* What the task asks *
Go to the line that includes "Please drop a marker on the framed" and retype it, then every line after it to the end of the data, adding nothing.

Image-grounded pointing data:
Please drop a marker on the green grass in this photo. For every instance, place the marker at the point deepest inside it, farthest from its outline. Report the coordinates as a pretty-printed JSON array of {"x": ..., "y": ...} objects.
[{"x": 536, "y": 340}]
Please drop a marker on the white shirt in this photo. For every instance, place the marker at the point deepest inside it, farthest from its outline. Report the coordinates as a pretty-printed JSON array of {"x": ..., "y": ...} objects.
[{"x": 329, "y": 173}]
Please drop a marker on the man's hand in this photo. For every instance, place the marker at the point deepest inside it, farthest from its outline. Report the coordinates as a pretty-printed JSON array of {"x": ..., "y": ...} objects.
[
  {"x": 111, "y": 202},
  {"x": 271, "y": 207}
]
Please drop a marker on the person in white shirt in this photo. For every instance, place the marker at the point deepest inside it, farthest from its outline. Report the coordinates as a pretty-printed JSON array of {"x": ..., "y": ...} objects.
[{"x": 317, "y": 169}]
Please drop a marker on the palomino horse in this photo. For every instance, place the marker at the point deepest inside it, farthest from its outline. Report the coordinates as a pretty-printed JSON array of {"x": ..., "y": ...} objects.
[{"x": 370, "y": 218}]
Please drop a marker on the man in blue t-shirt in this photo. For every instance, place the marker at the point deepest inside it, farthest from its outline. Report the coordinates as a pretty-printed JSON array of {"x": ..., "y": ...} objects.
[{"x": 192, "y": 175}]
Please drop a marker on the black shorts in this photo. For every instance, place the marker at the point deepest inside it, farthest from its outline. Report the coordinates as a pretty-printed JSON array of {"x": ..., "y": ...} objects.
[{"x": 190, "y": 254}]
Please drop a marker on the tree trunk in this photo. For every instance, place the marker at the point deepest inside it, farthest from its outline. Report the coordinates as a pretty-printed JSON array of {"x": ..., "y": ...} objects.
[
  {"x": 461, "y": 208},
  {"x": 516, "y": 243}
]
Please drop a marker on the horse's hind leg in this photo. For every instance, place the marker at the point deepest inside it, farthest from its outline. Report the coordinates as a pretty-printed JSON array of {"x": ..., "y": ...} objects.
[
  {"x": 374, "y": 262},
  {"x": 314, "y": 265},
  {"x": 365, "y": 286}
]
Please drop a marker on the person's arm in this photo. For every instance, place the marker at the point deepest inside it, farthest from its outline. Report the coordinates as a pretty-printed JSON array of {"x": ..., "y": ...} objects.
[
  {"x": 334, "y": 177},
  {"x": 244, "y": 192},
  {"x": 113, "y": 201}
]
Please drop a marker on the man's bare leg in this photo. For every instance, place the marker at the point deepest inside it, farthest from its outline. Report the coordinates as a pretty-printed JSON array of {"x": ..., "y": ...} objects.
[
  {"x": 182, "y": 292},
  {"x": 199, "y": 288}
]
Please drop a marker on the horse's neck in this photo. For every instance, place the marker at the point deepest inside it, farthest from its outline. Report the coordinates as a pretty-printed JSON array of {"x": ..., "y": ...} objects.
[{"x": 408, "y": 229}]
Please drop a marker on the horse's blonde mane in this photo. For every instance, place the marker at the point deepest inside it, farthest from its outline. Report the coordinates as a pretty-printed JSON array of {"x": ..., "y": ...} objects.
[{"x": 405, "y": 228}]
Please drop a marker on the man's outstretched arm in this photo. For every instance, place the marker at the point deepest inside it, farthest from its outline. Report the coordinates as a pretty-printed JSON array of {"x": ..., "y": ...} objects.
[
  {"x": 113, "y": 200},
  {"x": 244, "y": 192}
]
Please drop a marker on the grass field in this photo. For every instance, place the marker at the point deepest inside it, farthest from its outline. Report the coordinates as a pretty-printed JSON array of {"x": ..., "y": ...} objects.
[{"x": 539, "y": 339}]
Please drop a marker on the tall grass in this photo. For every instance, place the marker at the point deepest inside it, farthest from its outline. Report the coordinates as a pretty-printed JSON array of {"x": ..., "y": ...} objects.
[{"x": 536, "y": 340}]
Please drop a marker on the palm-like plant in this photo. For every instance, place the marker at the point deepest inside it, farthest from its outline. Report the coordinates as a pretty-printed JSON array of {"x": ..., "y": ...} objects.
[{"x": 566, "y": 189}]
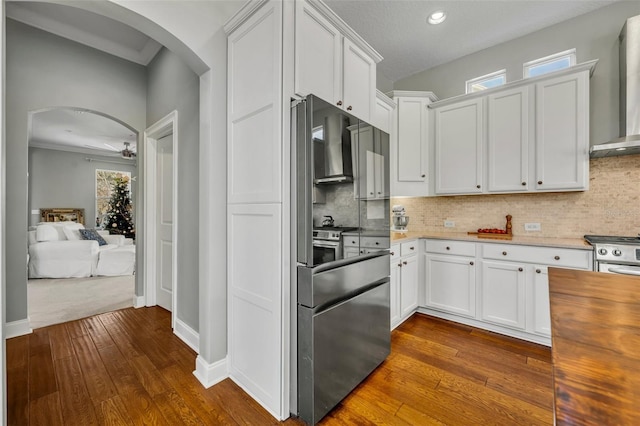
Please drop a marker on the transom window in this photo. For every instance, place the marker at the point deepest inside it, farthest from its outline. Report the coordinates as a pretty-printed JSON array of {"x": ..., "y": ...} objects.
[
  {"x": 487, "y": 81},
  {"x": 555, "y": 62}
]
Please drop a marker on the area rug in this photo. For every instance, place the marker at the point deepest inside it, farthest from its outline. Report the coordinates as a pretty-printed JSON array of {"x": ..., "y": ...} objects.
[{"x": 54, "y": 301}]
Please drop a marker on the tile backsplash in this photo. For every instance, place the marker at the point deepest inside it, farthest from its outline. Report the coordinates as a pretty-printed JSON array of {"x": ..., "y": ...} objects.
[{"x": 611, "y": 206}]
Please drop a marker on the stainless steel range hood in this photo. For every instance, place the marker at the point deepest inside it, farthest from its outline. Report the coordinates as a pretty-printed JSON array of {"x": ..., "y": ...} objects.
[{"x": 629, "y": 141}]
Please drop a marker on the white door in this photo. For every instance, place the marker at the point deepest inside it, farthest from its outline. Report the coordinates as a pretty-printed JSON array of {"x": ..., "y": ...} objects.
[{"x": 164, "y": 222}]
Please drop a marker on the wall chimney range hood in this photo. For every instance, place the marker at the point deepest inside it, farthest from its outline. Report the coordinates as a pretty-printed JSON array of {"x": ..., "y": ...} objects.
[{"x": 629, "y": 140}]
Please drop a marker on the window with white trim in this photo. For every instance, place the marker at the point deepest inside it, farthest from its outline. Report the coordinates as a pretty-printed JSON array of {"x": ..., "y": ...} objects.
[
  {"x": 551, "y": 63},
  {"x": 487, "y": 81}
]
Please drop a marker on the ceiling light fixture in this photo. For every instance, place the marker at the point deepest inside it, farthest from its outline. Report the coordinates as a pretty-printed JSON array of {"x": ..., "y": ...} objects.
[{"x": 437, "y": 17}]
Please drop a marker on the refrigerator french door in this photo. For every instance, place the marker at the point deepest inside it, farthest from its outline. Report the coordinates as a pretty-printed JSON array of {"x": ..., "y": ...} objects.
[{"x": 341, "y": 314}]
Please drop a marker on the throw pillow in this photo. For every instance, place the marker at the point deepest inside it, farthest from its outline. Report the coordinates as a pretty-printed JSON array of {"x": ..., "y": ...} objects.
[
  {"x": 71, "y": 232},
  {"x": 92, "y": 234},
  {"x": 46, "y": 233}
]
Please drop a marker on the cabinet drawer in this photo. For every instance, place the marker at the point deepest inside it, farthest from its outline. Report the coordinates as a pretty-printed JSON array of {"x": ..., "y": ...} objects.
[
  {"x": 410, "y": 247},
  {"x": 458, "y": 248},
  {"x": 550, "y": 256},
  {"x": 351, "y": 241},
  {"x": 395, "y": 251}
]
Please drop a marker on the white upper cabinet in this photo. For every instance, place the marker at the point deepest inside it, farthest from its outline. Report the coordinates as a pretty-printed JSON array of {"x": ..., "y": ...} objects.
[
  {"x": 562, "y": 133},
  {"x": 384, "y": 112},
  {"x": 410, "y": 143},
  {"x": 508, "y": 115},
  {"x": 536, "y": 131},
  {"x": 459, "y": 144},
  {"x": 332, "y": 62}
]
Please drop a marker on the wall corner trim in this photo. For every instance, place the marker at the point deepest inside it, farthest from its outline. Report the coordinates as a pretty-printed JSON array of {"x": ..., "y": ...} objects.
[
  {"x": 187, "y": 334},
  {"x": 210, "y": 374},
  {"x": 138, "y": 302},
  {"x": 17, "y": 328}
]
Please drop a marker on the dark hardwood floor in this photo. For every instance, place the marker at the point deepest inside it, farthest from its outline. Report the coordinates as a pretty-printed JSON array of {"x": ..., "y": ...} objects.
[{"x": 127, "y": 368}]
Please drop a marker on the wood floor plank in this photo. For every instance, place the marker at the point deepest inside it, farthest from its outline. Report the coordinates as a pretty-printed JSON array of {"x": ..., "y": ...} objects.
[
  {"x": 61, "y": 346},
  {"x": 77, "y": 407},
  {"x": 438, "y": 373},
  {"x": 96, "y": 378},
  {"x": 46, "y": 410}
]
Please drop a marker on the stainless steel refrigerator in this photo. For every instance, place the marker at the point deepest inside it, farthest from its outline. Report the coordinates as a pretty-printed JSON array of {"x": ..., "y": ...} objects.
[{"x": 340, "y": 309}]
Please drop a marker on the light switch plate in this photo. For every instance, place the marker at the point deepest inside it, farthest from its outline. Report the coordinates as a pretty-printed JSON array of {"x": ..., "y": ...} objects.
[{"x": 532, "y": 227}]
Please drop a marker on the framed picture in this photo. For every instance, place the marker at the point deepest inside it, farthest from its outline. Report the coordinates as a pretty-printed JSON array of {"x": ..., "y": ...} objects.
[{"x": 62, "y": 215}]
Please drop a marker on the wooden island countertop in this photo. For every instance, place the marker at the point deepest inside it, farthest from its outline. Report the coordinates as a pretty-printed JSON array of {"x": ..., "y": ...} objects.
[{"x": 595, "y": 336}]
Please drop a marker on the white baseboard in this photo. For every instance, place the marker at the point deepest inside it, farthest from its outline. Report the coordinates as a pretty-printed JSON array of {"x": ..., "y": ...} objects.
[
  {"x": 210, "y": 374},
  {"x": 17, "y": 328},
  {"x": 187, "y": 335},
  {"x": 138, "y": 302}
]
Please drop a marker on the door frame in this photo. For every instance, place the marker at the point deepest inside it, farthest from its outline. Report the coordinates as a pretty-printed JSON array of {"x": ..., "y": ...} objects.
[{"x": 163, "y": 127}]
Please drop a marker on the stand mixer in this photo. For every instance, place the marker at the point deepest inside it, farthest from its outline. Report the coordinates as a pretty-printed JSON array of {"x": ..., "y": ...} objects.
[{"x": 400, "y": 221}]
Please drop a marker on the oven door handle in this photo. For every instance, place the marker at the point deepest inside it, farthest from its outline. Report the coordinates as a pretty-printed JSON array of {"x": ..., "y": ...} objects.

* Reply *
Please drop a marker on the framed picture in this photo. For every instance, place the marker at the point deepest inside it, farthest from its outline. Report the coordinates as a pretty-printed JSON array of {"x": ..., "y": ...} objects.
[{"x": 62, "y": 215}]
Please drop a marker on the wooden island countertop in this photo. For every instance, place the marker at the point deepest inside it, farthest from its outline. Report the coordinates as a pretty-printed JSON array of {"x": ..., "y": ...} objects.
[{"x": 595, "y": 336}]
Please drop a marker on the white baseboard in this photo. For every instance, place the marker at the point deepest inside it, farthest from its outline. Report the coordinates as a pretty-printed JSON array of {"x": ..., "y": ...} objects.
[
  {"x": 210, "y": 374},
  {"x": 17, "y": 328},
  {"x": 187, "y": 335},
  {"x": 138, "y": 302}
]
Please drop a marker on the door frame in this photo. For every instance, place the marker at the point deepest inside it, farthest from its outline. Report the coordinates as a pretty-printed JSON array of {"x": ..., "y": ...} objects.
[{"x": 163, "y": 127}]
Please drop a marker on the stand mixer in this photo. For every instance, place the marker at the point deepest inside it, farthest from its outline. Report the coordinates as a pretty-printed JSON array of {"x": ..., "y": ...} objects.
[{"x": 400, "y": 221}]
Please drop a marker on the oven door handle in this photo. For every instance, place the marker at the point deepest inside it, farthest from its outline. Report the coordinates as a pretty-printed JSON array of {"x": ..., "y": ...} objects.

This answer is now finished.